• _INSTRUCTIONS FOR THE TASK_: Return, word for word, the line containing "rear bumper and report the position of each." and every line after it through the last line of the records below.

• _PROVIDED RECORDS_:
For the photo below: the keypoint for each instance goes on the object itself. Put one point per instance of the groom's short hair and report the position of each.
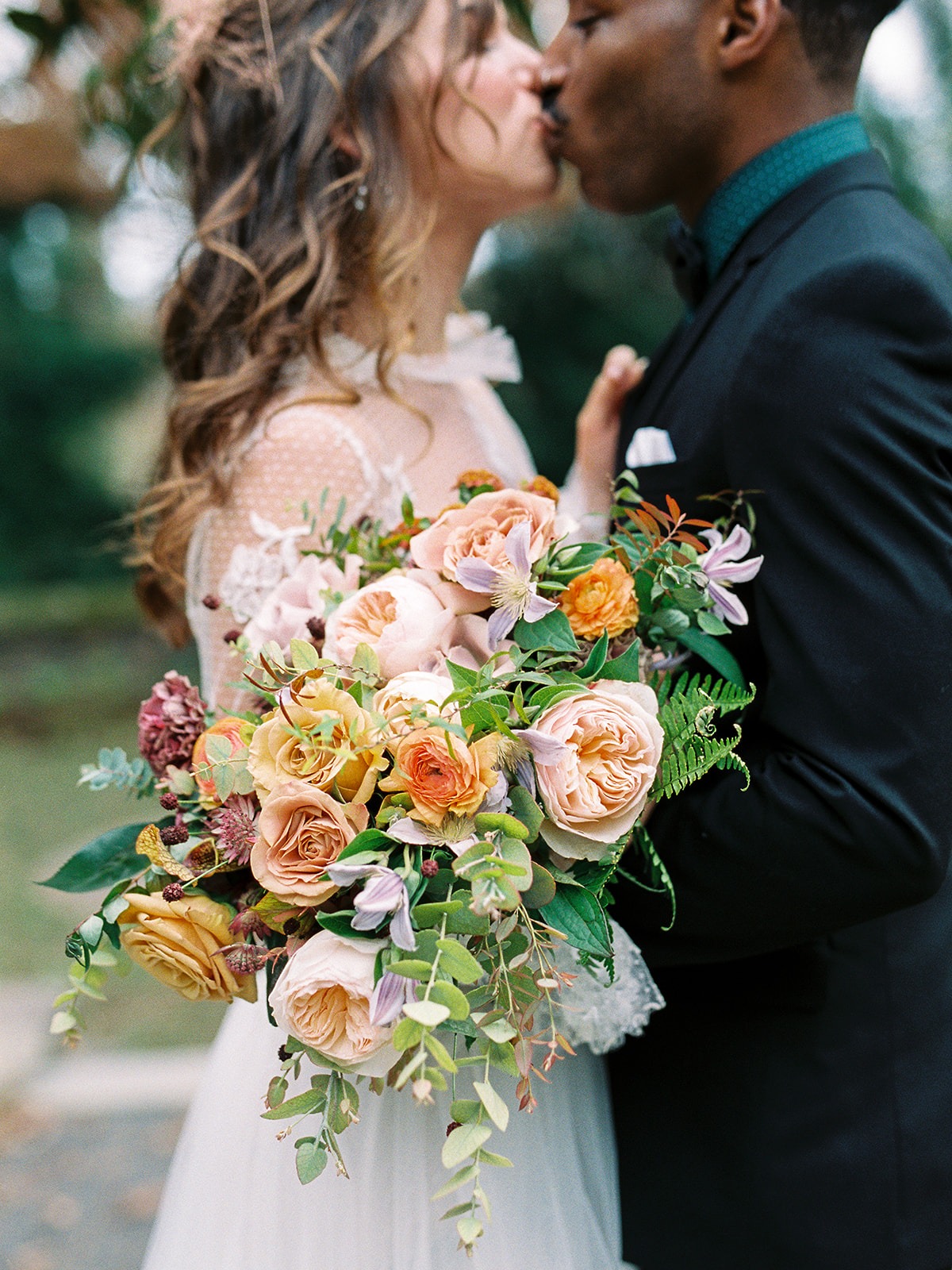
(835, 32)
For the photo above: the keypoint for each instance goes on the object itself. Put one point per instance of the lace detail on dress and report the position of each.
(600, 1014)
(254, 572)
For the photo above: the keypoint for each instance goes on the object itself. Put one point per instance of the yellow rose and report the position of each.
(319, 736)
(601, 600)
(442, 774)
(177, 943)
(301, 831)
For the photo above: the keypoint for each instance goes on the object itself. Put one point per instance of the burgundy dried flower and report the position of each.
(244, 958)
(248, 922)
(235, 826)
(171, 723)
(202, 857)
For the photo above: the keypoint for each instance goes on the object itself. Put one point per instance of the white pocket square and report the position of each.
(649, 448)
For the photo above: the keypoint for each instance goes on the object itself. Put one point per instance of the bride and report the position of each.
(346, 159)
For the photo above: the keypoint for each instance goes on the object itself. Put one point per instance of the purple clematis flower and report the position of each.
(724, 564)
(513, 591)
(385, 893)
(390, 996)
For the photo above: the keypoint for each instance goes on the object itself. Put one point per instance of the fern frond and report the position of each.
(689, 715)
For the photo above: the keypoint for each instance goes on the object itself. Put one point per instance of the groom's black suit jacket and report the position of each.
(791, 1109)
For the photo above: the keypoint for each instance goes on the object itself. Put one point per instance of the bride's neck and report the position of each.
(438, 279)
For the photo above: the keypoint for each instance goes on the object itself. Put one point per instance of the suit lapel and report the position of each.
(866, 171)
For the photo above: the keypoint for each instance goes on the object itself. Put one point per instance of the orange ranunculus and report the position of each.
(301, 831)
(238, 733)
(601, 600)
(323, 737)
(442, 774)
(178, 941)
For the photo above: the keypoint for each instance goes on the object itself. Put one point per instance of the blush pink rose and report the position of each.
(414, 698)
(480, 530)
(594, 793)
(397, 618)
(323, 997)
(298, 598)
(301, 831)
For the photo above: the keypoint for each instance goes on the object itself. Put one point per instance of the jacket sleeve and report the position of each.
(841, 416)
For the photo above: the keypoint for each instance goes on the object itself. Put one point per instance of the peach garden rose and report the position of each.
(319, 736)
(301, 831)
(418, 694)
(323, 997)
(596, 791)
(399, 618)
(480, 530)
(177, 941)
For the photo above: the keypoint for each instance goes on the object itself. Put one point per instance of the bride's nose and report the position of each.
(527, 64)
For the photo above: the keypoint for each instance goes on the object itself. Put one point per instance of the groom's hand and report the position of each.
(600, 419)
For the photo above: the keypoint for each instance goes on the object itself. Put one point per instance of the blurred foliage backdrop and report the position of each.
(82, 393)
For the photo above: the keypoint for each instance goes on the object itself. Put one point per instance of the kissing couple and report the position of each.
(791, 1106)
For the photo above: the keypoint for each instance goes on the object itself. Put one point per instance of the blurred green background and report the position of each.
(86, 247)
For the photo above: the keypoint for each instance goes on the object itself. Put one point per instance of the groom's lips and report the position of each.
(555, 120)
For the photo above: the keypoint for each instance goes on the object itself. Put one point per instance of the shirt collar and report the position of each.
(739, 203)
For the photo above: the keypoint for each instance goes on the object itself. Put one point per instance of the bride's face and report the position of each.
(490, 158)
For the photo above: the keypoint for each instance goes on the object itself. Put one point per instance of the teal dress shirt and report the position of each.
(739, 203)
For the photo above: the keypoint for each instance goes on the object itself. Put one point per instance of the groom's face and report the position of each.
(634, 98)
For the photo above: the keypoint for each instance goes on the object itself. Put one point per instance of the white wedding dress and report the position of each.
(232, 1200)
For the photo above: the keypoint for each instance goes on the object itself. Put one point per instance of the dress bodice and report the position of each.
(441, 418)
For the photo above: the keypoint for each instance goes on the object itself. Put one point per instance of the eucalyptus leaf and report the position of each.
(495, 1106)
(429, 1014)
(460, 962)
(463, 1142)
(311, 1160)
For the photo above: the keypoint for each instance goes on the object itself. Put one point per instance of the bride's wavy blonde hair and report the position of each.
(291, 230)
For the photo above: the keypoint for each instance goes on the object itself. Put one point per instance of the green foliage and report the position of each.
(692, 746)
(106, 861)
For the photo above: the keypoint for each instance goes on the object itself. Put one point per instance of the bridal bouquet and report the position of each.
(454, 732)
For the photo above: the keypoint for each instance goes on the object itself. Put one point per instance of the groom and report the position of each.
(791, 1109)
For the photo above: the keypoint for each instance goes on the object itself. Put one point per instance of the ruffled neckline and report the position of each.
(475, 349)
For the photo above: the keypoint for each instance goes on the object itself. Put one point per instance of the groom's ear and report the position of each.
(746, 29)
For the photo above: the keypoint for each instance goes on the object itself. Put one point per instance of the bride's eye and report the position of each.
(587, 25)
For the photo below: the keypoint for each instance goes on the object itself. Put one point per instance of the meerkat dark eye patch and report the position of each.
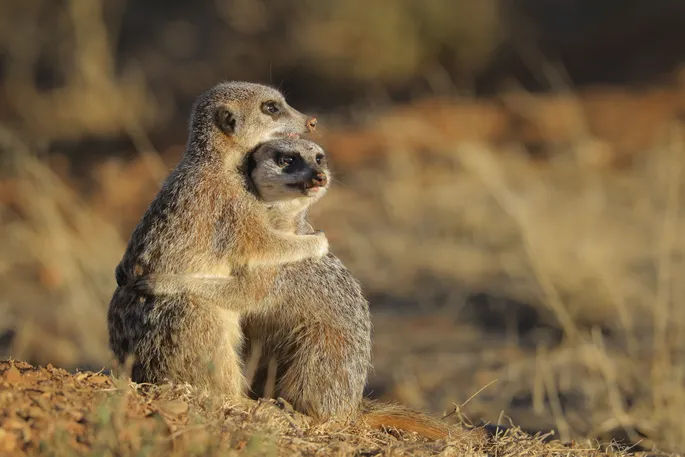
(272, 108)
(226, 121)
(284, 160)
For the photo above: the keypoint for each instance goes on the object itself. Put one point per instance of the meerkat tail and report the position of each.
(388, 415)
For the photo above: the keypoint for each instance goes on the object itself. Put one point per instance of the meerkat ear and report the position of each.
(226, 121)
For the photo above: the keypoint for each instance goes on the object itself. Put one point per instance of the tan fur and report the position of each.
(314, 321)
(205, 219)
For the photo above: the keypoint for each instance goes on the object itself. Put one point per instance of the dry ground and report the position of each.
(50, 412)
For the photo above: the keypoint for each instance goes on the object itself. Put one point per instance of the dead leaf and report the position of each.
(13, 375)
(173, 407)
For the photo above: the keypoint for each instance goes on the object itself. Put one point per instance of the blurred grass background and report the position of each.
(508, 185)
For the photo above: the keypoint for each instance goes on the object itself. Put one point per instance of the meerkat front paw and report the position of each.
(321, 247)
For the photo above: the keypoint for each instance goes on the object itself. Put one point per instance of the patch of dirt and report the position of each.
(49, 411)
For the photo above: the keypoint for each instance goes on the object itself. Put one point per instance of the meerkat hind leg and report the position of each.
(195, 343)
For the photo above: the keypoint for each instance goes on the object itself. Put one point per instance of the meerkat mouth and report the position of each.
(287, 135)
(306, 187)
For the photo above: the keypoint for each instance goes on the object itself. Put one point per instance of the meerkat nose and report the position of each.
(320, 179)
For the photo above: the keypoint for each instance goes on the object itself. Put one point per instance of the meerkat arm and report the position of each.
(228, 292)
(274, 248)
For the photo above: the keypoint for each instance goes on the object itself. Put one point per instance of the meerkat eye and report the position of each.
(271, 108)
(284, 160)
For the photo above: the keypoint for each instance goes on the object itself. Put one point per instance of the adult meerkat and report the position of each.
(314, 321)
(205, 219)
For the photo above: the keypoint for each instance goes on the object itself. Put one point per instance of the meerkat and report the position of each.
(314, 321)
(205, 219)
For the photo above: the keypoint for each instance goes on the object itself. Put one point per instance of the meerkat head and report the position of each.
(289, 169)
(246, 114)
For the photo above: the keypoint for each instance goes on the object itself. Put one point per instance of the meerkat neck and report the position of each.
(287, 216)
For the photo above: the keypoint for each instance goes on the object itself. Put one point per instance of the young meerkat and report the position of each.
(205, 219)
(314, 321)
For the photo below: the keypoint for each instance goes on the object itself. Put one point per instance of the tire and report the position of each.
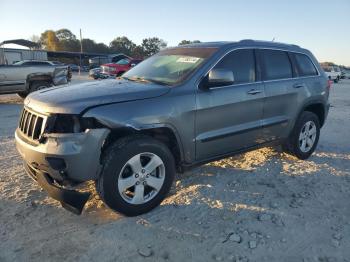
(117, 169)
(22, 94)
(120, 74)
(294, 144)
(38, 85)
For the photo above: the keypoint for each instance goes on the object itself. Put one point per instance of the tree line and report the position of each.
(65, 40)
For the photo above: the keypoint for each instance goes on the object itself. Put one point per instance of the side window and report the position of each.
(305, 66)
(241, 63)
(276, 64)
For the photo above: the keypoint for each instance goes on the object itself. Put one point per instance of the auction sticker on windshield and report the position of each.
(187, 59)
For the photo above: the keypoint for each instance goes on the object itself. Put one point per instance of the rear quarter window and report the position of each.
(276, 64)
(241, 63)
(305, 65)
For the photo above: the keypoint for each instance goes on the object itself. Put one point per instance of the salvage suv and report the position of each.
(182, 107)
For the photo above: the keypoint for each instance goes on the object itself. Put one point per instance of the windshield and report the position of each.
(19, 63)
(170, 67)
(123, 62)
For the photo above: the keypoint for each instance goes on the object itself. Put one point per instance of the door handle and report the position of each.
(254, 92)
(298, 85)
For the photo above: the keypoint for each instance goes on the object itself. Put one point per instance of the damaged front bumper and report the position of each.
(62, 160)
(71, 200)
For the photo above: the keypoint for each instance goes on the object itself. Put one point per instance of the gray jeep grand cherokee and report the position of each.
(182, 107)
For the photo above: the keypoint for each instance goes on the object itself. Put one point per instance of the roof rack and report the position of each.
(261, 41)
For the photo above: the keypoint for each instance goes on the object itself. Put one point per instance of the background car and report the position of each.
(74, 67)
(95, 73)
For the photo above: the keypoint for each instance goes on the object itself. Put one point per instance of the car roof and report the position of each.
(244, 43)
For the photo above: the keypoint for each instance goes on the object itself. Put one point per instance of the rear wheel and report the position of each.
(120, 74)
(136, 176)
(304, 137)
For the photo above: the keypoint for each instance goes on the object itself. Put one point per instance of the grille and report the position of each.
(31, 124)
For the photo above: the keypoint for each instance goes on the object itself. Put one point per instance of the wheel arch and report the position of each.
(164, 133)
(318, 108)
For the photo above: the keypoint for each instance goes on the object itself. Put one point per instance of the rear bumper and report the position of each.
(71, 200)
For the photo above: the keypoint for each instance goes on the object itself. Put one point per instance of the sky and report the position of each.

• _RESULT_:
For the photo above: the keypoint for each instance goes on the object itself. Put one point per instance of the rear bumper and report the position of each.
(71, 200)
For the photo above: the keypoint for each instance goes on the object itself. Put one point per instance of the sky and report the position of each.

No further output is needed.